[SUPPLIED RECORDS]

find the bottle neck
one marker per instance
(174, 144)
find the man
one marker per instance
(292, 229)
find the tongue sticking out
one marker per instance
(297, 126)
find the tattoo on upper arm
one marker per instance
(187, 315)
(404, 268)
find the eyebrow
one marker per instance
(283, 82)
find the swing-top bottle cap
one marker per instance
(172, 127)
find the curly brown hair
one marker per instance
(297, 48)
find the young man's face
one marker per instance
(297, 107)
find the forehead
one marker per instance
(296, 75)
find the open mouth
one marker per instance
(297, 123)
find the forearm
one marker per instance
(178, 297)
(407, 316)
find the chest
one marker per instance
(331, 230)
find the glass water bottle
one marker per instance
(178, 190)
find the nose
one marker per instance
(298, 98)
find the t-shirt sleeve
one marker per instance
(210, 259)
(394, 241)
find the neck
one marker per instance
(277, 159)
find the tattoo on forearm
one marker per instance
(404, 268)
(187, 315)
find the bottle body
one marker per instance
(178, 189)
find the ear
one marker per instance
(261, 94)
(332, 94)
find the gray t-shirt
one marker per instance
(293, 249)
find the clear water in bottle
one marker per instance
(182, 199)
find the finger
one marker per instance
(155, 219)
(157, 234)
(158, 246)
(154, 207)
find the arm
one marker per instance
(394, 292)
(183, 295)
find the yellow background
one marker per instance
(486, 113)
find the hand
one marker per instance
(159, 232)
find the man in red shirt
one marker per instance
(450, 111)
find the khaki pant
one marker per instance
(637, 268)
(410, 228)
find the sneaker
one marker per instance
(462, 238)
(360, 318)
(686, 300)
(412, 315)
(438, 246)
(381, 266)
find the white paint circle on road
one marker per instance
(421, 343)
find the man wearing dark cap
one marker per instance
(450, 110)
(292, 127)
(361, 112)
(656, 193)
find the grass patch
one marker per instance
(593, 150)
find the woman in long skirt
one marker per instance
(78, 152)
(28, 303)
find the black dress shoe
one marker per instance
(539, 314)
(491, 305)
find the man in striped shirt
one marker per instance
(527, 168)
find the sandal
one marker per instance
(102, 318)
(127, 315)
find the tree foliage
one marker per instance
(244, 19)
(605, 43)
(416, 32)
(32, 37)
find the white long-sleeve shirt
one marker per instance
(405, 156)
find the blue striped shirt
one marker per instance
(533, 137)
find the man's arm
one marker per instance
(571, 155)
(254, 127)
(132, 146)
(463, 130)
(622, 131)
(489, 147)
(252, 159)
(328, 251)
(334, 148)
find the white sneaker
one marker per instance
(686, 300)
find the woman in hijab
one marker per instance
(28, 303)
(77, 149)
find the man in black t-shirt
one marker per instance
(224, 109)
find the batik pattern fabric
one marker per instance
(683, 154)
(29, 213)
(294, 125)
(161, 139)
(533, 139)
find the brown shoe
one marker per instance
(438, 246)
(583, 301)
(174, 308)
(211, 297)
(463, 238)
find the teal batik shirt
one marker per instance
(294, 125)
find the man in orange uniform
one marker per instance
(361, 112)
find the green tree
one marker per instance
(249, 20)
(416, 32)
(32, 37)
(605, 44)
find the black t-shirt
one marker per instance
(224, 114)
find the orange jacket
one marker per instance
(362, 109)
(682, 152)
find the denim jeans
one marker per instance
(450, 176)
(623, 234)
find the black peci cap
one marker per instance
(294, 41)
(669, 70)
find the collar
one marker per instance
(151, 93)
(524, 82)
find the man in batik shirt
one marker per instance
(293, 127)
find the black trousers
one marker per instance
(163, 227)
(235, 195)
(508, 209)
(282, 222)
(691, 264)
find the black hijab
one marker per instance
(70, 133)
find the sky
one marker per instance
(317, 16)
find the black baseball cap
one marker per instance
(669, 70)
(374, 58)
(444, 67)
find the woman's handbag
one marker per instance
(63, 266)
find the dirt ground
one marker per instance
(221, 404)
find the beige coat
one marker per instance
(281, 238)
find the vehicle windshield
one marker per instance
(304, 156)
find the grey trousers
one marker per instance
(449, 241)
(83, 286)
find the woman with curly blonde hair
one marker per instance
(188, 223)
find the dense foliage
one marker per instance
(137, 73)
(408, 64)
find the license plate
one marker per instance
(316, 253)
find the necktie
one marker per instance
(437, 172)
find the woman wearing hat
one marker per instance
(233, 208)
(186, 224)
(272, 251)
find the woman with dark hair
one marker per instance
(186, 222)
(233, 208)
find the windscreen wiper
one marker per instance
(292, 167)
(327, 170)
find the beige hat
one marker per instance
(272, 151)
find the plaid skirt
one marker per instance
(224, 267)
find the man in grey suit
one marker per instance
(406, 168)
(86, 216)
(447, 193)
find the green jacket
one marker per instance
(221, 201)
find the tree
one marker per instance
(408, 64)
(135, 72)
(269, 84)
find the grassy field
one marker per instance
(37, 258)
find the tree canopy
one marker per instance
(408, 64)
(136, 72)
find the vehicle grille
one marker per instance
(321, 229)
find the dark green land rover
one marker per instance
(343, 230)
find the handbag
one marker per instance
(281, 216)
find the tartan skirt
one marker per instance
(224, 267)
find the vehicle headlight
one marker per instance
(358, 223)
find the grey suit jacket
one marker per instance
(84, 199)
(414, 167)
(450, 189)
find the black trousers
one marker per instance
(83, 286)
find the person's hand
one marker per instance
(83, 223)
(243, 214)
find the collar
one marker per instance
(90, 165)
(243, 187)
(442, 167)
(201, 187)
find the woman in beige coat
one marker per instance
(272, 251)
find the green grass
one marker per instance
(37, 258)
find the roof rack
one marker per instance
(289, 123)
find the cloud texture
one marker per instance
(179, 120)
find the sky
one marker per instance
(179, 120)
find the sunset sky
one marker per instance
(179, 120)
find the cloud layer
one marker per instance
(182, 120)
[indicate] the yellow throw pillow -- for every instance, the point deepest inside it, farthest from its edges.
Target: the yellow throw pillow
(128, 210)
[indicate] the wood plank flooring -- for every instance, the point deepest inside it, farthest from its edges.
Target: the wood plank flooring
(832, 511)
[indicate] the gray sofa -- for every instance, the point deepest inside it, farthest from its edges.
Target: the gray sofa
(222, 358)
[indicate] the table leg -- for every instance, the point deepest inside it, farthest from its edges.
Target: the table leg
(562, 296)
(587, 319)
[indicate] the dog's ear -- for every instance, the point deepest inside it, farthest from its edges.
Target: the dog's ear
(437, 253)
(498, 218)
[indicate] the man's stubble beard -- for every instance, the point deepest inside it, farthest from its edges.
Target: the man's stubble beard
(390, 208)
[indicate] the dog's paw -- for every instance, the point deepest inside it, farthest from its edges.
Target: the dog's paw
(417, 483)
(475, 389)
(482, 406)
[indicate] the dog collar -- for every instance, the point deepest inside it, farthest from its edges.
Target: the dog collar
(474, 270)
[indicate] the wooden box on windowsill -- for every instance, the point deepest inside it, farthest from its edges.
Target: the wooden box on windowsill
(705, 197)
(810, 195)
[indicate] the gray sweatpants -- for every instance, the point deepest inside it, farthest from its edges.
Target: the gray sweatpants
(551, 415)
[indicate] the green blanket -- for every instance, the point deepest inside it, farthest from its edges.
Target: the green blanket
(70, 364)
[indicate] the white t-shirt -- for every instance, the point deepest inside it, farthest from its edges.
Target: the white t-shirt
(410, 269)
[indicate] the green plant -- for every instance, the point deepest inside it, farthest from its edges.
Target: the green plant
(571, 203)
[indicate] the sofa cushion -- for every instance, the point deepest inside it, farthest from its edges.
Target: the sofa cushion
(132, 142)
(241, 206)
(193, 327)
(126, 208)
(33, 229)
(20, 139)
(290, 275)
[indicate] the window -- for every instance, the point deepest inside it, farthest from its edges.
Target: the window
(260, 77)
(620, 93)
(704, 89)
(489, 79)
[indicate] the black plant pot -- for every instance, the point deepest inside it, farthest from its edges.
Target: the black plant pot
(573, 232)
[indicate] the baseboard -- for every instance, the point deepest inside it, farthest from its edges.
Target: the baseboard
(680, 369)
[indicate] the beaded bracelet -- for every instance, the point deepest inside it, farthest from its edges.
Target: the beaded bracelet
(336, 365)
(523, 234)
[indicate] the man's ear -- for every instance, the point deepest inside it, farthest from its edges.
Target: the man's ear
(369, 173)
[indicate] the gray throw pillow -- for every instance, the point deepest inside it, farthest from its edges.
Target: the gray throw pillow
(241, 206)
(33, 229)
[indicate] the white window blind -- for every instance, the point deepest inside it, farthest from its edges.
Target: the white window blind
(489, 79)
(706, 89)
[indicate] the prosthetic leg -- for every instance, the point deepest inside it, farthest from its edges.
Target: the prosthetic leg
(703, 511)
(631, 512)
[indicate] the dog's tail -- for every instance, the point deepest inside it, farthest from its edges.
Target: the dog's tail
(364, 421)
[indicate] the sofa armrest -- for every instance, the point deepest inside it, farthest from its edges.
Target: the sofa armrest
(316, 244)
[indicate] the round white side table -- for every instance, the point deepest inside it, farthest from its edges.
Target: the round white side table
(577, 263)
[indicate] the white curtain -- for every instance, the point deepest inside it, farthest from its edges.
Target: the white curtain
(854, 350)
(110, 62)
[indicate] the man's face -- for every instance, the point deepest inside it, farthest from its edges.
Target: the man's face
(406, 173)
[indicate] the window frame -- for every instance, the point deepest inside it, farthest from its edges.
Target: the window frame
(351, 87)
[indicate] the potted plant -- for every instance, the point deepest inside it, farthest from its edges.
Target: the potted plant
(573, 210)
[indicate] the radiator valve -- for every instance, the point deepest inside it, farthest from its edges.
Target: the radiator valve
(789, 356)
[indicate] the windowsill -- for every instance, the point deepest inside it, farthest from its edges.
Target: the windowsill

[/SUPPLIED RECORDS]

## [ABOUT THIS TASK]
From the records above, transcribe without alteration every line from the one with "find the man in batik shirt" to the one with "find the green grass", inclusive.

## [WRITTEN RESPONSE]
find the man in batik shirt
one marker per instance
(293, 127)
find the black trousers
one marker per instance
(163, 227)
(235, 195)
(508, 209)
(282, 222)
(691, 264)
find the black hijab
one marker per instance
(70, 133)
find the sky
one marker per instance
(317, 16)
find the black baseball cap
one marker per instance
(669, 70)
(374, 58)
(444, 67)
find the woman's handbag
one marker per instance
(63, 266)
find the dirt ground
one marker per instance
(221, 404)
find the beige coat
one marker per instance
(281, 238)
find the vehicle windshield
one marker per instance
(304, 156)
find the grey trousers
one marker per instance
(449, 241)
(83, 286)
find the woman with curly blonde hair
one marker per instance
(188, 223)
find the dense foliage
one marker per instance
(137, 73)
(408, 64)
find the license plate
one marker per instance
(316, 253)
find the necktie
one marker per instance
(437, 172)
find the woman wearing hat
one marker per instance
(233, 208)
(186, 224)
(272, 251)
find the woman with dark hair
one marker per instance
(186, 222)
(233, 208)
find the windscreen wiper
one marker per instance
(292, 167)
(327, 170)
find the beige hat
one marker per instance
(272, 151)
find the plaid skirt
one marker per instance
(224, 267)
find the man in grey suit
one marker per instance
(406, 168)
(86, 216)
(447, 193)
find the green jacket
one marker per instance
(221, 201)
find the tree
one marker per instance
(408, 64)
(135, 72)
(269, 84)
find the grassy field
one marker per instance
(37, 258)
find the tree canopy
one marker per instance
(408, 64)
(136, 72)
find the vehicle grille
one marker per instance
(321, 229)
find the dark green land rover
one marker per instance
(343, 230)
find the handbag
one marker per instance
(281, 216)
find the tartan skirt
one marker per instance
(224, 267)
find the vehicle headlight
one marker per instance
(358, 223)
find the grey suit jacket
one marker per instance
(84, 199)
(414, 167)
(450, 189)
find the black trousers
one marker per instance
(83, 286)
find the person's hand
one marker per instance
(83, 223)
(243, 214)
find the collar
one marker per instance
(90, 165)
(243, 187)
(442, 167)
(201, 187)
find the woman in beige coat
one marker per instance
(272, 251)
find the green grass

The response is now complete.